▶ **Source extract**
##############################
Doctor Miracle @ Wexford Festival Opera

Doctor Miracle @ Wexford Festival Opera

Thursday, 31 October 2019, 3.30pm

The mayor and his wife Véronique are woken up very early one morning by what appears to be a noisy campaign outside their house, shouting the talents of a Doctor Miracle. This is, in fact, a young officer, Silvio, who had thought up this ruse in order to be able to serenade the mayor’s daughter Laurette, with whom he has fallen in love. Laurette sings of her passion for Silvio, and a young man suddenly arrives at the house: he says that he is Pasquin and that he has been sent by a friend of the mayor to help out with the housework. The mayor is delighted to welcome him into the house, not realising that Pasquin is in fact Silvio in another disguise!
Georges Bizet has long been a victim of his own success. Posthumous success, that is, because his greatest opera, Carmen, was famously a flop at its premiere just three months before his death in 1875. But there is much more to him operatically. In addition to his popular Les Pêcheurs de perles, there are six other operas. Bizet was just 18 when he composed Le Docteur Miracle (Doctor Miracle), and if it unsurprisingly lacks musical originality it is nevertheless a little gem, almost resembling a foreshortened amalgam of Rossini’s Barbiere and Donizetti’s Elisir. Indeed, at every turn, Doctor Miracle shows how remarkably well the young composer had already mastered the comic style.
##############################
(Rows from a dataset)

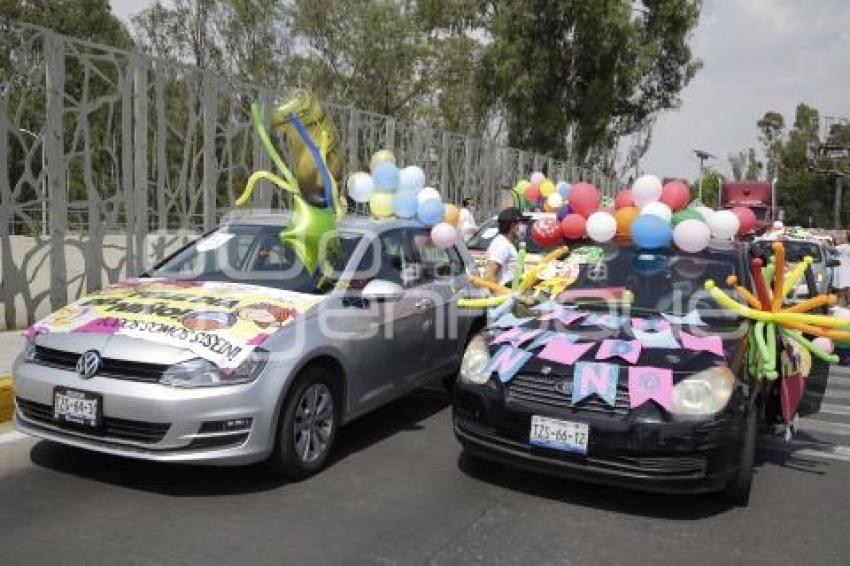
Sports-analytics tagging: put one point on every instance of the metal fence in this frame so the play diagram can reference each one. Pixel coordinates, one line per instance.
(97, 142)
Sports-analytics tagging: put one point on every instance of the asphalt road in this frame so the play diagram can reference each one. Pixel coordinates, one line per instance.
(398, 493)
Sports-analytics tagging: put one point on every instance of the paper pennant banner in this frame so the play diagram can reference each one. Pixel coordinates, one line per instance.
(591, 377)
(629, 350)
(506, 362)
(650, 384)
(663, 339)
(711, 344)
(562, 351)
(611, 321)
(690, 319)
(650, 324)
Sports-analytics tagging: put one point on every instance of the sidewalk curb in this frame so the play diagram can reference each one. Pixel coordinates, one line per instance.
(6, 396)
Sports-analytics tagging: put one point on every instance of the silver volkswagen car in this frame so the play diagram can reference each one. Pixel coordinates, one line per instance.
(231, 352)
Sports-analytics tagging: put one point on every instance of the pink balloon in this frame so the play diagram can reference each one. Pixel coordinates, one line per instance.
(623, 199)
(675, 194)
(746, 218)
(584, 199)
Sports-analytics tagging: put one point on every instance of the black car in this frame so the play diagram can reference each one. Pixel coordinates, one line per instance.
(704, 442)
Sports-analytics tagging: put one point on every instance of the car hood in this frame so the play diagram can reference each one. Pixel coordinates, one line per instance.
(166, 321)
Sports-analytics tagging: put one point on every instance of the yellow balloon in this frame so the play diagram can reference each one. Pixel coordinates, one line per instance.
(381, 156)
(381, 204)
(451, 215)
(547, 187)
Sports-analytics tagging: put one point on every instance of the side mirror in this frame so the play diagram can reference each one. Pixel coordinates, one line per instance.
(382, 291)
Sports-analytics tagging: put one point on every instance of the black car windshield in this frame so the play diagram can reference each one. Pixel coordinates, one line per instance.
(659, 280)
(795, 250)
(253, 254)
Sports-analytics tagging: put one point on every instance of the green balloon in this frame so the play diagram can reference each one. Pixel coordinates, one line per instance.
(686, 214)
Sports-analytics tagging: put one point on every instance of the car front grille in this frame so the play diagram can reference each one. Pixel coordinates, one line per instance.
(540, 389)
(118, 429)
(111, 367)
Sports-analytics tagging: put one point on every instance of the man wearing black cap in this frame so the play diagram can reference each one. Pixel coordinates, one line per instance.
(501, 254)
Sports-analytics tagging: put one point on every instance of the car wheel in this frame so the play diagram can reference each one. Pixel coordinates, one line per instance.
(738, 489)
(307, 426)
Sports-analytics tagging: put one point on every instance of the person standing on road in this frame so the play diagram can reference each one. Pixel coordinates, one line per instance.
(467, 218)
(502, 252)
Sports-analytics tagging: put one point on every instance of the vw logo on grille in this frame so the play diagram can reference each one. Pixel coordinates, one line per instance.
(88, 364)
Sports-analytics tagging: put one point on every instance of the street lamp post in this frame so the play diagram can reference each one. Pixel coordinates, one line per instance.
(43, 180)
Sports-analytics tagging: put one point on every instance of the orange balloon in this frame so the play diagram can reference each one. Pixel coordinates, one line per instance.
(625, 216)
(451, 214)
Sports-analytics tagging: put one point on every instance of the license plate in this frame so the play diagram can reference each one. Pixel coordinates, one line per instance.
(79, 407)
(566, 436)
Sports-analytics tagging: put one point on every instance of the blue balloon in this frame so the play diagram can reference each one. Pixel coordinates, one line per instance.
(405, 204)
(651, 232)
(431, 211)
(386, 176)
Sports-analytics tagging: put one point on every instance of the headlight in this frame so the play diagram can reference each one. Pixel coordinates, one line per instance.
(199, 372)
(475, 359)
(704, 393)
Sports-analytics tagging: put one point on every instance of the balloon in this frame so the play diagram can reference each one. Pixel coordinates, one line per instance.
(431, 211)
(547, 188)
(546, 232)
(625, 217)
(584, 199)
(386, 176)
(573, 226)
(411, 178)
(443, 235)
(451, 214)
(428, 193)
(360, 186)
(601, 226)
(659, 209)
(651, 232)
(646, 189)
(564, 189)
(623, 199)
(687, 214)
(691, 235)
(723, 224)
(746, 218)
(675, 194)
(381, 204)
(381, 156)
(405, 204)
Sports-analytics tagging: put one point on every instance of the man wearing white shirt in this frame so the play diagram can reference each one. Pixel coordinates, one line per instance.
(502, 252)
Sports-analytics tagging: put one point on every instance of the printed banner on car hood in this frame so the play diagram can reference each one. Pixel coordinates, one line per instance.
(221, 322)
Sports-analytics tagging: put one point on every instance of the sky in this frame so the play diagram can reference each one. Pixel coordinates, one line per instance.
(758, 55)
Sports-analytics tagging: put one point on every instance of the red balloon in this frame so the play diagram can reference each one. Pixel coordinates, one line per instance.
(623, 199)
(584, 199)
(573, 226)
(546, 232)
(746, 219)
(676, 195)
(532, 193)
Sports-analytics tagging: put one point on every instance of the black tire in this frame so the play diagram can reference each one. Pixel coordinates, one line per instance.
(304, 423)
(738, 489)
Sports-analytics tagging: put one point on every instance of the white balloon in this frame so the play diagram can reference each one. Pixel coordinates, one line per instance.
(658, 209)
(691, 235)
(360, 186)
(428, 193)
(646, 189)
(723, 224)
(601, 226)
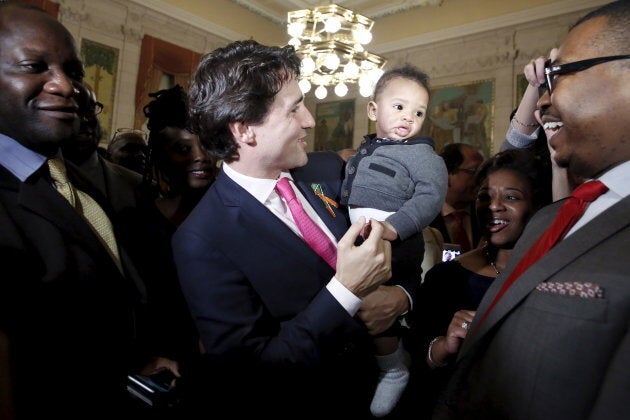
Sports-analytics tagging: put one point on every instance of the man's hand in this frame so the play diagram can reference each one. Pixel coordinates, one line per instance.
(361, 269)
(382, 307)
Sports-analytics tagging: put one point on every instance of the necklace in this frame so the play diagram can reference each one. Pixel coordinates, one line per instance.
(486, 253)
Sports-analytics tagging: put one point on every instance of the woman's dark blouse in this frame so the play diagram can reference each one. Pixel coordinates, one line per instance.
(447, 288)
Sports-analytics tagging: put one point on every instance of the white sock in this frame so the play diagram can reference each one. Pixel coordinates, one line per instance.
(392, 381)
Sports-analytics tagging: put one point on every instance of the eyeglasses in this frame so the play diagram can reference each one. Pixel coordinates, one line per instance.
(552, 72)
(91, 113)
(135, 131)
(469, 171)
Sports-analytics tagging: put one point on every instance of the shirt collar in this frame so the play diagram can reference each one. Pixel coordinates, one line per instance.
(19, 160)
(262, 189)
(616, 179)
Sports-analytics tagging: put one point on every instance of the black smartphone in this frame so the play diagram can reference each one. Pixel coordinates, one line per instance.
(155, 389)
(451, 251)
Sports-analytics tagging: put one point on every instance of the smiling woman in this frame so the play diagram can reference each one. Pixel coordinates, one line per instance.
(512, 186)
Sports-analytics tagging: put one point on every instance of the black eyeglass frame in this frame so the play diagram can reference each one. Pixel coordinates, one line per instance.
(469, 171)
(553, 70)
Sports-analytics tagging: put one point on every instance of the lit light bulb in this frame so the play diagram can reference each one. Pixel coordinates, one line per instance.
##############################
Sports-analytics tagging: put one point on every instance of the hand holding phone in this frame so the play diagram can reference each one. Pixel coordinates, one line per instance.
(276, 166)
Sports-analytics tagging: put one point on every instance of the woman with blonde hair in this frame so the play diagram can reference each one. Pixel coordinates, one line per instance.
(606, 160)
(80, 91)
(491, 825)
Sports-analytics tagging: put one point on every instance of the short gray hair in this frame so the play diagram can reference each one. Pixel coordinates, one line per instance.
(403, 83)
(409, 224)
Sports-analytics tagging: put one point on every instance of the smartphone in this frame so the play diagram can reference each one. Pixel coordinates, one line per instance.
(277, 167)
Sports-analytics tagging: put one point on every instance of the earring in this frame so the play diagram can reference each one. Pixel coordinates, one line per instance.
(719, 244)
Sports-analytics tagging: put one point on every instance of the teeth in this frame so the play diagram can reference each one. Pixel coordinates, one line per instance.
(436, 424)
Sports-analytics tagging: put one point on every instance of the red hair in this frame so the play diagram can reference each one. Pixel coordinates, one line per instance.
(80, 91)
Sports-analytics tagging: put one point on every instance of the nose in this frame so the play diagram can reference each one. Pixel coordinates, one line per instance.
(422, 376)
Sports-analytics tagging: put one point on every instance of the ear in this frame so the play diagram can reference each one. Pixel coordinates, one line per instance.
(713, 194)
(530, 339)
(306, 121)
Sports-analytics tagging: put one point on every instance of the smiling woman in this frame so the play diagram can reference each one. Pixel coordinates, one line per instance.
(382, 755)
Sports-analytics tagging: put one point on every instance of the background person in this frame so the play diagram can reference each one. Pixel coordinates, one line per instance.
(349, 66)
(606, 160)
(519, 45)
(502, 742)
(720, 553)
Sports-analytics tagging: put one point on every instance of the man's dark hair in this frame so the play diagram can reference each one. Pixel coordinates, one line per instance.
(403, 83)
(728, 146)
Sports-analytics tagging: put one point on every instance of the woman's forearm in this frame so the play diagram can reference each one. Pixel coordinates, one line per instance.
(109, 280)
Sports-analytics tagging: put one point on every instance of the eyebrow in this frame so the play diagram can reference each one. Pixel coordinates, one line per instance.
##############################
According to the opera description, how old was Bizet when he composed Le Docteur Miracle?

▶ **The result**
He was 18 years old.